1. Field of the Invention
The present invention generally relates to an optical information recording/reproducing system and, more particularly, to a magneto-optical reproducing apparatus having a reproducing waveform correction circuit used for high-density or fast-transfer recording, and a signal reproducing apparatus for an optical disk device, which reproduces an information signal from an optical disk in which data is recorded by mark edge recording.
2. Description of the Related Art
A mark length recording method in which information is recorded at a mark edge is conventionally known as a method for realizing high-density recording in an magneto-optical disk.
In this method, when a recording signal is to be reproduced from a magneto-optical disk, a reproduced signal is binarized at a fixed slice level to detect an edge position. At the same time, a reproducing clock determined by a modulation method is detected to determine a pattern "0" or "1" from a timing relationship with a data detection window, thereby reproducing information.

Supplied records |
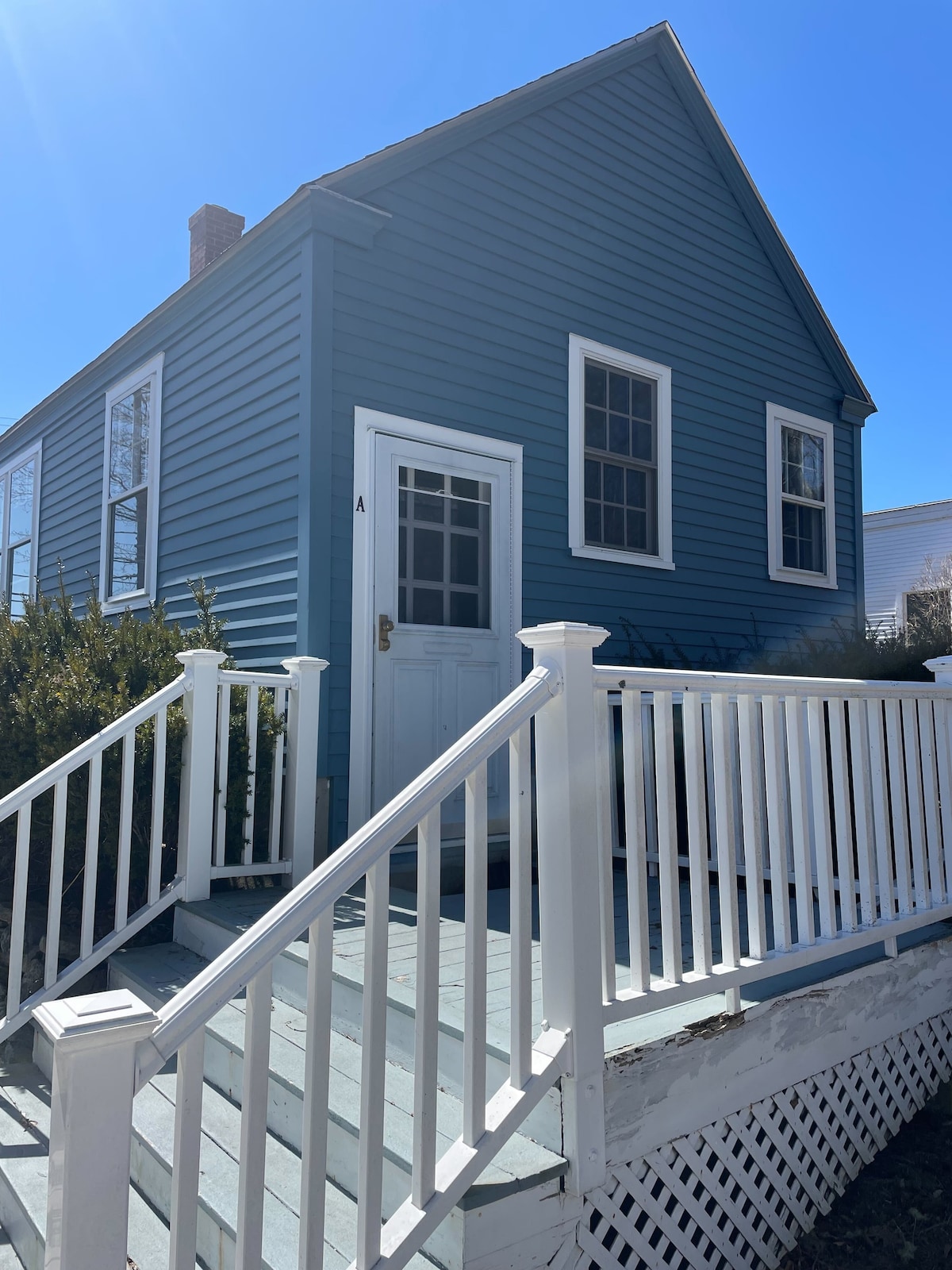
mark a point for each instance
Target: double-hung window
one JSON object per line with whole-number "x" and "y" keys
{"x": 800, "y": 505}
{"x": 131, "y": 487}
{"x": 19, "y": 518}
{"x": 620, "y": 456}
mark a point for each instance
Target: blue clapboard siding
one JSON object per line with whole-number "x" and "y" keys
{"x": 230, "y": 429}
{"x": 602, "y": 214}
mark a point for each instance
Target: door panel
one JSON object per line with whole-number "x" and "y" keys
{"x": 443, "y": 575}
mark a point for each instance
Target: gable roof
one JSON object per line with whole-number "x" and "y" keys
{"x": 336, "y": 197}
{"x": 359, "y": 179}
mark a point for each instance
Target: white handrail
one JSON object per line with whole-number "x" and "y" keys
{"x": 831, "y": 799}
{"x": 225, "y": 977}
{"x": 719, "y": 681}
{"x": 113, "y": 732}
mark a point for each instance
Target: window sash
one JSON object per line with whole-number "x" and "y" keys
{"x": 801, "y": 526}
{"x": 12, "y": 549}
{"x": 129, "y": 545}
{"x": 620, "y": 435}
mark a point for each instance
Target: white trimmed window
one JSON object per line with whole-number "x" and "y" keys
{"x": 801, "y": 521}
{"x": 620, "y": 456}
{"x": 131, "y": 488}
{"x": 19, "y": 524}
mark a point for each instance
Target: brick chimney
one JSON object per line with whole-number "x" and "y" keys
{"x": 213, "y": 230}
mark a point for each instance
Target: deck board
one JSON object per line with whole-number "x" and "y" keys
{"x": 239, "y": 910}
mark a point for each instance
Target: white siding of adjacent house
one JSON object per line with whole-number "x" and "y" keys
{"x": 896, "y": 546}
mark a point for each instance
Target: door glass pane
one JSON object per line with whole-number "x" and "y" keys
{"x": 444, "y": 564}
{"x": 21, "y": 503}
{"x": 129, "y": 442}
{"x": 127, "y": 546}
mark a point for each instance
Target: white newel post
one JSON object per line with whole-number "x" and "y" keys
{"x": 301, "y": 775}
{"x": 570, "y": 918}
{"x": 942, "y": 668}
{"x": 197, "y": 799}
{"x": 90, "y": 1127}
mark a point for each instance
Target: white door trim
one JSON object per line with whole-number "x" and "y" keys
{"x": 367, "y": 425}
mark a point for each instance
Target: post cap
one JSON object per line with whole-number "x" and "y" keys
{"x": 101, "y": 1019}
{"x": 294, "y": 664}
{"x": 562, "y": 635}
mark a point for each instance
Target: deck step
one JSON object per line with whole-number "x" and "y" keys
{"x": 25, "y": 1140}
{"x": 156, "y": 973}
{"x": 209, "y": 927}
{"x": 25, "y": 1143}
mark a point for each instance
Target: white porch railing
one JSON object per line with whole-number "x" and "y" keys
{"x": 831, "y": 795}
{"x": 812, "y": 816}
{"x": 70, "y": 794}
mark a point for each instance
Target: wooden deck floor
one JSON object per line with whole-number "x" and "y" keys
{"x": 241, "y": 908}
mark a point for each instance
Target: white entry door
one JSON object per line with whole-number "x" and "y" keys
{"x": 443, "y": 573}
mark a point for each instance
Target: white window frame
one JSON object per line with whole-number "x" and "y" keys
{"x": 6, "y": 468}
{"x": 777, "y": 418}
{"x": 152, "y": 374}
{"x": 581, "y": 348}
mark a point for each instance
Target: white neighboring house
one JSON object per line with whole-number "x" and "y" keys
{"x": 898, "y": 545}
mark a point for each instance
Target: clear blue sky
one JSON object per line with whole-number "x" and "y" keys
{"x": 118, "y": 118}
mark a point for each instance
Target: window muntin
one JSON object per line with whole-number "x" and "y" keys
{"x": 801, "y": 545}
{"x": 443, "y": 552}
{"x": 131, "y": 486}
{"x": 19, "y": 491}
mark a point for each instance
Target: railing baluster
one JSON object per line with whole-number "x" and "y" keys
{"x": 57, "y": 854}
{"x": 899, "y": 806}
{"x": 520, "y": 906}
{"x": 281, "y": 700}
{"x": 187, "y": 1149}
{"x": 820, "y": 806}
{"x": 750, "y": 802}
{"x": 605, "y": 757}
{"x": 636, "y": 840}
{"x": 251, "y": 732}
{"x": 155, "y": 846}
{"x": 880, "y": 804}
{"x": 254, "y": 1121}
{"x": 370, "y": 1164}
{"x": 18, "y": 918}
{"x": 776, "y": 822}
{"x": 221, "y": 795}
{"x": 475, "y": 960}
{"x": 125, "y": 854}
{"x": 931, "y": 799}
{"x": 427, "y": 1022}
{"x": 839, "y": 772}
{"x": 914, "y": 795}
{"x": 314, "y": 1147}
{"x": 668, "y": 876}
{"x": 92, "y": 861}
{"x": 724, "y": 816}
{"x": 943, "y": 761}
{"x": 800, "y": 819}
{"x": 862, "y": 819}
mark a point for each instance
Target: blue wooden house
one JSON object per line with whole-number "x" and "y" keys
{"x": 549, "y": 360}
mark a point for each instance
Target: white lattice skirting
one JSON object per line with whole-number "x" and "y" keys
{"x": 740, "y": 1193}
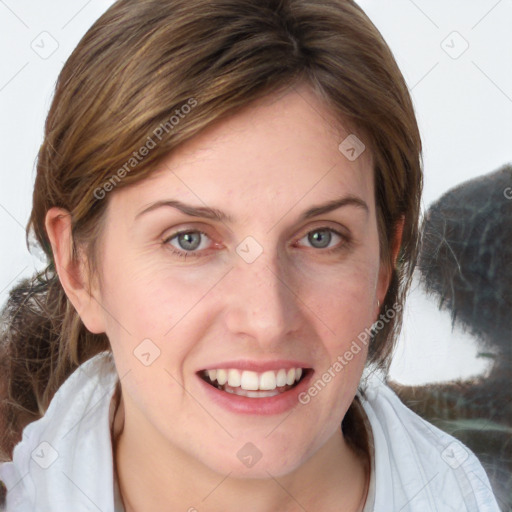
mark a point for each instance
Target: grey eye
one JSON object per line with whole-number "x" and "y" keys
{"x": 320, "y": 238}
{"x": 189, "y": 240}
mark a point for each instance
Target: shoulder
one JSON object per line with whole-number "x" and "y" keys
{"x": 67, "y": 452}
{"x": 418, "y": 467}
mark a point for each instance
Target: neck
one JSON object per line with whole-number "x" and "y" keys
{"x": 156, "y": 477}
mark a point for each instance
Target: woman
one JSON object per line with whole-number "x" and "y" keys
{"x": 228, "y": 195}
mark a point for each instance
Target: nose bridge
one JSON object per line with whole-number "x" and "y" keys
{"x": 262, "y": 303}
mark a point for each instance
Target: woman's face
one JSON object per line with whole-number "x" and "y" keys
{"x": 265, "y": 280}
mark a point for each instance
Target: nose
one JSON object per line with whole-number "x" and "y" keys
{"x": 263, "y": 303}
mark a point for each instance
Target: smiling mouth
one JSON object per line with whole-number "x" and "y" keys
{"x": 254, "y": 384}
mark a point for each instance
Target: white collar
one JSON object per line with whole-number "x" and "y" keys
{"x": 64, "y": 461}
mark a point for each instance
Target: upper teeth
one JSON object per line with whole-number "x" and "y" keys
{"x": 253, "y": 381}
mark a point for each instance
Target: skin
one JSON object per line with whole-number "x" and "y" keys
{"x": 263, "y": 166}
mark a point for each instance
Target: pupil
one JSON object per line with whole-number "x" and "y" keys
{"x": 188, "y": 238}
{"x": 324, "y": 238}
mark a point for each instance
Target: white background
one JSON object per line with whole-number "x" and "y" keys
{"x": 463, "y": 105}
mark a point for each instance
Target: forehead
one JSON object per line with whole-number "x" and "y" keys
{"x": 278, "y": 154}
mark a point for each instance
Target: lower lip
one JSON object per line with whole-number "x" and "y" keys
{"x": 261, "y": 406}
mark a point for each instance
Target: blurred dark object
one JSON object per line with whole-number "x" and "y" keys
{"x": 466, "y": 264}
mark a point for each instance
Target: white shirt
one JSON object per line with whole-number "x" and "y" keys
{"x": 64, "y": 462}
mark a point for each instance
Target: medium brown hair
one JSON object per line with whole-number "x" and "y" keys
{"x": 136, "y": 66}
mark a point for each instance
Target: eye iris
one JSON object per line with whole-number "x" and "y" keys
{"x": 188, "y": 238}
{"x": 324, "y": 238}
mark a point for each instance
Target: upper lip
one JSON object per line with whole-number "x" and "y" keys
{"x": 257, "y": 366}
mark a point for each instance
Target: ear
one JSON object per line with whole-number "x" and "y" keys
{"x": 73, "y": 275}
{"x": 387, "y": 270}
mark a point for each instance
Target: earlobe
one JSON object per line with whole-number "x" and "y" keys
{"x": 72, "y": 273}
{"x": 386, "y": 270}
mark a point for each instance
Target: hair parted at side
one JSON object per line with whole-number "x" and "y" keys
{"x": 135, "y": 69}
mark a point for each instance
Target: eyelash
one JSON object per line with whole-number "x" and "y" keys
{"x": 197, "y": 254}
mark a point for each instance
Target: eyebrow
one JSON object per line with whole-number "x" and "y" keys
{"x": 218, "y": 215}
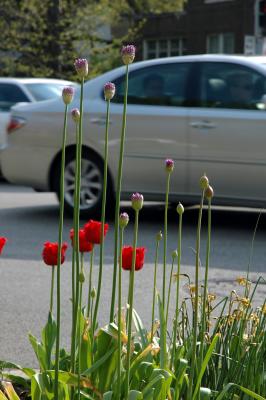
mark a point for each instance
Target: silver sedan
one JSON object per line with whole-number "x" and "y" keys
{"x": 206, "y": 112}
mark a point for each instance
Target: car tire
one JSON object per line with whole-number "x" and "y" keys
{"x": 91, "y": 189}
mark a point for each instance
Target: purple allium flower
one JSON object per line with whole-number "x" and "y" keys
{"x": 109, "y": 90}
{"x": 204, "y": 182}
{"x": 81, "y": 66}
{"x": 123, "y": 220}
{"x": 68, "y": 94}
{"x": 128, "y": 53}
{"x": 180, "y": 209}
{"x": 209, "y": 193}
{"x": 137, "y": 201}
{"x": 75, "y": 114}
{"x": 169, "y": 164}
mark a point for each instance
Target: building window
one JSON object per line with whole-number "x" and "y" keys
{"x": 220, "y": 43}
{"x": 163, "y": 48}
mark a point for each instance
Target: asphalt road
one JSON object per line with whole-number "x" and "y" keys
{"x": 28, "y": 219}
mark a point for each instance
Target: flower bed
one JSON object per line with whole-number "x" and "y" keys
{"x": 210, "y": 349}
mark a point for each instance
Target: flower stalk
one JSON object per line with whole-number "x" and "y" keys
{"x": 208, "y": 195}
{"x": 180, "y": 211}
{"x": 128, "y": 54}
{"x": 169, "y": 166}
{"x": 60, "y": 239}
{"x": 108, "y": 96}
{"x": 158, "y": 239}
{"x": 204, "y": 182}
{"x": 123, "y": 223}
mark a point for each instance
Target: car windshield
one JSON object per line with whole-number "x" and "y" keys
{"x": 45, "y": 91}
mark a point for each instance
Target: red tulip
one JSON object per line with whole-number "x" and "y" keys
{"x": 127, "y": 255}
{"x": 3, "y": 241}
{"x": 84, "y": 245}
{"x": 49, "y": 253}
{"x": 93, "y": 231}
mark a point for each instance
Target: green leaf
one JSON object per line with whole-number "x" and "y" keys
{"x": 99, "y": 362}
{"x": 10, "y": 391}
{"x": 8, "y": 365}
{"x": 48, "y": 339}
{"x": 205, "y": 393}
{"x": 108, "y": 395}
{"x": 180, "y": 374}
{"x": 135, "y": 395}
{"x": 228, "y": 387}
{"x": 140, "y": 329}
{"x": 204, "y": 364}
{"x": 163, "y": 348}
{"x": 39, "y": 352}
{"x": 85, "y": 352}
{"x": 2, "y": 396}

Problems |
1. Decide whether each statement agrees with the passage on magneto-optical disk reproduction, and answer yes or no. Support each answer by quoting the deciding words of the passage exactly. (a) In the conventional method, the reproduced signal is binarized at a variable slice level. (b) In the mark length recording method, information is recorded at a mark edge. (c) The reproducing clock is determined by the modulation method.
2. List every line of the records that contains the string "deck", and copy each such line in full. Case counts.
The text and the records have no connection to each other.

Outputs for the tasks |
1.
(a) No: "a reproduced signal is binarized at a fixed slice level"
(b) Yes: "A mark length recording method in which information is recorded at a mark edge"
(c) Yes: "a reproducing clock determined by a modulation method"

2.
Target: deck board
Target: deck step
Target: wooden deck floor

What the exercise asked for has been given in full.